_Exercise A_
In the forum thread on portability and innovation, rewrite everything from "You tried to" down to "doesn't like to cooperate.", replacing "trivial edge case" with "minor corner case".
_Exercise B_
Name every user who posted a comment in the forum thread on portability and innovation.

_Source excerpt_
Choosing between portability and innovation
Posted Mar 4, 2011 23:08 UTC (Fri) by foom (subscriber, #14868)
[Link]
Okay, I must apologize, you are completely right.
I was getting myself mixed up with kqueue's API (which actually does have you specify a struct containing both the fd and userdata), and then mis-reread the epoll docs. (As you might be able to tell, I always passed the fd as the user data. :))
However, that doesn't change the main point I wanted to make, which is that it ought to be tracking fds internally instead of files -- I don't want it to do anything special with the value it returns, I want it to stop watching (and tell me that it did stop watching), if the *fd* I originally gave is closed, not if the underlying file is closed. Returning events on a file that I no longer have a handle for in the current process is annoying.
Choosing between portability and innovation
Posted Mar 6, 2011 19:04 UTC (Sun) by intgr (subscriber, #39733)
[Link]
> However, that doesn't change the main point I wanted to make, which is
> that it ought to be tracking fds internally instead of files
> I want it to stop watching (and tell me that it did stop watching), if
> the *fd* I originally gave is closed, not if the underlying file is closed
Seriously, if you want it to stop watching, you use EPOLL_CTL_DEL before closing a file descriptor. The implicit deregister-on-close() is just a safety net -- because it's the only sane thing that the kernel can do when you have watches on a file that's being closed. It's not intended to be used that way.
You tried to spin it as a "*HUGE* misdesign", but in practice it's just a trivial edge case that shouldn't affect real applications. Wouldn't be the first time *BSD people criticize parts of Linux they don't actually understand.
Choosing between portability and innovation
Posted Mar 3, 2011 20:24 UTC (Thu) by clump (subscriber, #27801)
[Link]
The problem with BSD cooperation is that Linux (and Linus) don't like to cooperate.
The article does a good job of articulating issues with resource constraints and rapid pace. You've mentioned functionality, but nothing to support the accusation that "Linux" doesn't like to cooperate.

_Data supplied_

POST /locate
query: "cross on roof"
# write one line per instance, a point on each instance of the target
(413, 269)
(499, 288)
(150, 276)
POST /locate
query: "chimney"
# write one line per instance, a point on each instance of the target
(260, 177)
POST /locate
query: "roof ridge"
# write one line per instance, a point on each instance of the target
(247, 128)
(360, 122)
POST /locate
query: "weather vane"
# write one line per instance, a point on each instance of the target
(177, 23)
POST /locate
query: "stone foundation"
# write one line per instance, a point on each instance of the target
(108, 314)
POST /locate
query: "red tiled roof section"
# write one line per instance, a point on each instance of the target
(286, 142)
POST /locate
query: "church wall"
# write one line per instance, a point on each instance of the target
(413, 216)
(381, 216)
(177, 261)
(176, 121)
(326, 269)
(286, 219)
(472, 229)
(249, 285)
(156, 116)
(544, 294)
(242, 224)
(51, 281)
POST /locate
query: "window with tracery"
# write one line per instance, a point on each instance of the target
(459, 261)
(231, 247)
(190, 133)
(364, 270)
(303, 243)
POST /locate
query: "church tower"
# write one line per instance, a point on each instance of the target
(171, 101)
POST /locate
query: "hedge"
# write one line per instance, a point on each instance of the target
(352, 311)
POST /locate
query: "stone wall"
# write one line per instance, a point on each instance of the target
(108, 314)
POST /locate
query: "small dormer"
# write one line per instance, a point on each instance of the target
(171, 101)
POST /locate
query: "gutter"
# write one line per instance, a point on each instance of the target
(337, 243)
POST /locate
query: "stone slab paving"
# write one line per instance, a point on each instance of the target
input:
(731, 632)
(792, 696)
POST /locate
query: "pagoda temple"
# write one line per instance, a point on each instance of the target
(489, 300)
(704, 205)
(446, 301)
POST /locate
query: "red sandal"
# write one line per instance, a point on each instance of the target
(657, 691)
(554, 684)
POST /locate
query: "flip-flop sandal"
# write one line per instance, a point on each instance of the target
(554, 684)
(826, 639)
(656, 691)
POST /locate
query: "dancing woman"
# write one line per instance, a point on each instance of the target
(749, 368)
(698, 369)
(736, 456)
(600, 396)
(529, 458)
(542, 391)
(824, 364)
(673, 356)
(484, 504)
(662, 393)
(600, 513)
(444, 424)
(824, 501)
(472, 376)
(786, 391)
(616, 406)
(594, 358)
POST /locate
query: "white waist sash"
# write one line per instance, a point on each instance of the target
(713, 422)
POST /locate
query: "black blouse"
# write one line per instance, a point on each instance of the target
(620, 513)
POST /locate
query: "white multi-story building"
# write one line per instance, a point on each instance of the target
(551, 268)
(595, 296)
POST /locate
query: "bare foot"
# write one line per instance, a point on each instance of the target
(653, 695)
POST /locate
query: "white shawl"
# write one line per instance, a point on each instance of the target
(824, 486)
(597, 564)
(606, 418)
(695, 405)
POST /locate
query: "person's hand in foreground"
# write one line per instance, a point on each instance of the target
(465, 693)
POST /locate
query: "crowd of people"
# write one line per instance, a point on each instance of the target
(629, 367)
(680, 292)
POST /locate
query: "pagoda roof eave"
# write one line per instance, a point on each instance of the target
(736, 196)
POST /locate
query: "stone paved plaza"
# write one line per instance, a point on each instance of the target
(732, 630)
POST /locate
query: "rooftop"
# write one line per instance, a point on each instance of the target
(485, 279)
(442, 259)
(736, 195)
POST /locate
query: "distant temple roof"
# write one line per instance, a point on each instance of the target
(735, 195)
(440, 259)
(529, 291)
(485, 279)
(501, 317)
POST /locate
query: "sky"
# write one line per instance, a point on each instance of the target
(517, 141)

_Task answer A_
You tried to spin it as a "*HUGE* misdesign", but in practice it's just a minor corner case that shouldn't affect real applications. Wouldn't be the first time *BSD people criticize parts of Linux they don't actually understand.
Choosing between portability and innovation
Posted Mar 3, 2011 20:24 UTC (Thu) by clump (subscriber, #27801)
[Link]
The problem with BSD cooperation is that Linux (and Linus) don't like to cooperate.
The article does a good job of articulating issues with resource constraints and rapid pace. You've mentioned functionality, but nothing to support the accusation that "Linux" doesn't like to cooperate.

_Task answer B_
foom, intgr, clump